### ENUNCIADO
¿Puedes reproducir solo las líneas desde la que contiene "Could you point out where the green" hasta la que contiene "379,155 -> 410,174", ambas incluidas, sustituyendo "green foliage" por "dense foliage" y dejando todo lo demás igual?

### FILAS DE ENTRADA

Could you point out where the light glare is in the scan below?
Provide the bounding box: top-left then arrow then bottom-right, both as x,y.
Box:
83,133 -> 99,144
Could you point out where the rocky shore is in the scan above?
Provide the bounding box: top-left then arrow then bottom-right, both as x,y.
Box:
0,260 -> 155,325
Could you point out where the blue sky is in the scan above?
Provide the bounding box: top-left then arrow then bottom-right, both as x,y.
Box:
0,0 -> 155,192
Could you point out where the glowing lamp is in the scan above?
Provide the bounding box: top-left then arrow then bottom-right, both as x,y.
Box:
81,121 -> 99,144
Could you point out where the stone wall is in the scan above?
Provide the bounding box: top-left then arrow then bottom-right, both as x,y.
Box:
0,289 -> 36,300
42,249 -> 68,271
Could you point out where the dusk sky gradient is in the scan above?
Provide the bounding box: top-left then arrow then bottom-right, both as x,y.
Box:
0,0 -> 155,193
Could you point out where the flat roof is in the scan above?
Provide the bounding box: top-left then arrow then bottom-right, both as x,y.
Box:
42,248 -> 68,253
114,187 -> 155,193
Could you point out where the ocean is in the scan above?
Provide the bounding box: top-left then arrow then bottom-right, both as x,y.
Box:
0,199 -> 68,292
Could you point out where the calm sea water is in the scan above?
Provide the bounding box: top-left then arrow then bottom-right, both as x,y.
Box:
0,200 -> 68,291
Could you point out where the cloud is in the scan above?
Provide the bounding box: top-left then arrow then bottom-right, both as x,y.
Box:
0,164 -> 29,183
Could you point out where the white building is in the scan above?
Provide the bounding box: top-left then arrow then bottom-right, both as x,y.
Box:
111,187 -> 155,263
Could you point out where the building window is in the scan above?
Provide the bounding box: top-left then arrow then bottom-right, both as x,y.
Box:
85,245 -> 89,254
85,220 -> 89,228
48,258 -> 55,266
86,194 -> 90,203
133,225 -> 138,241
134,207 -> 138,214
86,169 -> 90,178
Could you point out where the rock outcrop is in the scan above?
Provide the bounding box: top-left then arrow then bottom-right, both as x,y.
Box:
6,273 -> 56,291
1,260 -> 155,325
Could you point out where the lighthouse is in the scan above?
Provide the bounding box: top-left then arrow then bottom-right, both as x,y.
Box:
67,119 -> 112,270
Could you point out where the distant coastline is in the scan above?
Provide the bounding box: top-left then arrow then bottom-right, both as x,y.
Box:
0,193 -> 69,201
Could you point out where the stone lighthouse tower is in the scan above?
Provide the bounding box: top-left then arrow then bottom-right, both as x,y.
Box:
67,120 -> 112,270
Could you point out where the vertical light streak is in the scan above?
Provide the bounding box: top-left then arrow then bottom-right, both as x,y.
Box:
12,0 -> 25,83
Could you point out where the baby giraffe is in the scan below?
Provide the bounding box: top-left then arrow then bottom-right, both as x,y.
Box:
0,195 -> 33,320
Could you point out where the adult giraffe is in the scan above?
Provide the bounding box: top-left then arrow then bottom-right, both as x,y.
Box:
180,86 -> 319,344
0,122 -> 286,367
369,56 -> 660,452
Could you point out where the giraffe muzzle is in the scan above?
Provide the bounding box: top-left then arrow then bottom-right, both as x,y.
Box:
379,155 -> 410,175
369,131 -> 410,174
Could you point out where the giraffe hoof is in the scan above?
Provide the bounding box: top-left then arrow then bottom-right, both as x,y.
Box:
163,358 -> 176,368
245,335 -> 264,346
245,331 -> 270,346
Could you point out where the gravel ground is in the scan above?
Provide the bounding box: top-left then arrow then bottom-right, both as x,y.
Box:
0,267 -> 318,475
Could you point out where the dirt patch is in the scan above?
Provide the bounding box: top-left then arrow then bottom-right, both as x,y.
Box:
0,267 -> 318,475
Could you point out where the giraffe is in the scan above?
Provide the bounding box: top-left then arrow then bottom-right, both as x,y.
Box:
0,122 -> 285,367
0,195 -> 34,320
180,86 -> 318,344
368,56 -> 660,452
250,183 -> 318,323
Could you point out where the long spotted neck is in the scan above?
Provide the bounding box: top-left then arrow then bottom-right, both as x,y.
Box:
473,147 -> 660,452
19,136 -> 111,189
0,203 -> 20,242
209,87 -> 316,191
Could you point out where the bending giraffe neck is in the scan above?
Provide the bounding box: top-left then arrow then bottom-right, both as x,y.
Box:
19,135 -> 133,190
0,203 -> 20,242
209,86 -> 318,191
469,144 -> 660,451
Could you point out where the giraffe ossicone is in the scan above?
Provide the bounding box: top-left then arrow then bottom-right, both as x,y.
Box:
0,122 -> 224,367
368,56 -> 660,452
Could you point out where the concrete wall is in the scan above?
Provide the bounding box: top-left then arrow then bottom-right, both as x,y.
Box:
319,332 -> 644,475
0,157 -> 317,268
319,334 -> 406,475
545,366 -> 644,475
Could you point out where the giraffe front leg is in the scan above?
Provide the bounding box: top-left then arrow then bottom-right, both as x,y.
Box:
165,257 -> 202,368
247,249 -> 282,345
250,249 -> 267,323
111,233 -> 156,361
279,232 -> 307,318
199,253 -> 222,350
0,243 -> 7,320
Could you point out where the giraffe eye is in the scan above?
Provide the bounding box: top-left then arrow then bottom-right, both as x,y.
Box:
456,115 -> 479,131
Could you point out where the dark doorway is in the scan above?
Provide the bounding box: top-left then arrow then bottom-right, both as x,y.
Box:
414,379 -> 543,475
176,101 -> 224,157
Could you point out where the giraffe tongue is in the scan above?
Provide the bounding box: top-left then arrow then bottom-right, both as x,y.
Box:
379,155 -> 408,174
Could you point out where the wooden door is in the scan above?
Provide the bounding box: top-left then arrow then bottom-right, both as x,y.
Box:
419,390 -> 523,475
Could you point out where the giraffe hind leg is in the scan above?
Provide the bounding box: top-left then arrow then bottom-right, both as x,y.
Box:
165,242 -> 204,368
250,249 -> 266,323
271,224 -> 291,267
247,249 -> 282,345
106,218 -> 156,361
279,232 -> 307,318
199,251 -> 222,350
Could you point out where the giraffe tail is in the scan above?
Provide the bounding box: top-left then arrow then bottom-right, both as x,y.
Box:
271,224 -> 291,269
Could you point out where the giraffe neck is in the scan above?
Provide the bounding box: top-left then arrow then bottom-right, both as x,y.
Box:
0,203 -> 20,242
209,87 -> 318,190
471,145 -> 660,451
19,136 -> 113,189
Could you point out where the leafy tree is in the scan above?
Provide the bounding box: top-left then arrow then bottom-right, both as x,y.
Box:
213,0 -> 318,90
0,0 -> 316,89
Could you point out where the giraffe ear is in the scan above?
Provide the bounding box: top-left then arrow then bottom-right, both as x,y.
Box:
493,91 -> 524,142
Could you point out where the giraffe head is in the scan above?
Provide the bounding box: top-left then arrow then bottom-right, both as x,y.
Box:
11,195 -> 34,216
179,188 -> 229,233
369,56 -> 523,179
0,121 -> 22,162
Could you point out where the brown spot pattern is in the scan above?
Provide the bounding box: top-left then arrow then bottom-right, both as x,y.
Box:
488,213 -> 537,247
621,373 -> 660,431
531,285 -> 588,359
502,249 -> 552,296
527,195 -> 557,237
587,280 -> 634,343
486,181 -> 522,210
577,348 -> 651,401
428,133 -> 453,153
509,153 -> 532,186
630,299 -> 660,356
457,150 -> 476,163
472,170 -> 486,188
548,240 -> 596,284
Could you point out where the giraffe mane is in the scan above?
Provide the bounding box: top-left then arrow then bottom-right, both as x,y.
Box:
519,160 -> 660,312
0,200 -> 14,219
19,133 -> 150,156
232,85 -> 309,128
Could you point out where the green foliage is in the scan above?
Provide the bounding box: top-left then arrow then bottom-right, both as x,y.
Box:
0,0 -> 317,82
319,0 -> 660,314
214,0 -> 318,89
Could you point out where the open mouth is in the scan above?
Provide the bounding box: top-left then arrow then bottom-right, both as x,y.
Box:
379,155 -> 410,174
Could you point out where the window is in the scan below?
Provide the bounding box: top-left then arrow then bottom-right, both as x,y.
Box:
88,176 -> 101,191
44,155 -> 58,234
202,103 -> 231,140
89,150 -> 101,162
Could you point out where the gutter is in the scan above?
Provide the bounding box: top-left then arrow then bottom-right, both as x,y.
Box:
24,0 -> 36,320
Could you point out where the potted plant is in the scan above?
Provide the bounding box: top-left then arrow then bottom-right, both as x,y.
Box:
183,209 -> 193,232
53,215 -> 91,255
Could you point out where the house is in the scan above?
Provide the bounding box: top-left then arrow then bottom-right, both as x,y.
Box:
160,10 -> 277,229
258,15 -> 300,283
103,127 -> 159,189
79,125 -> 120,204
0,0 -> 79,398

### RESULTADO
Could you point out where the dense foliage is in the scan above?
Provide the bounding box: top-left then arrow then bottom-right, both as x,y.
Box:
0,0 -> 317,82
319,0 -> 660,314
214,0 -> 318,89
Could you point out where the open mouth is in the scan above?
Provide the bounding box: top-left then arrow then bottom-right, both as x,y.
Box:
379,155 -> 410,174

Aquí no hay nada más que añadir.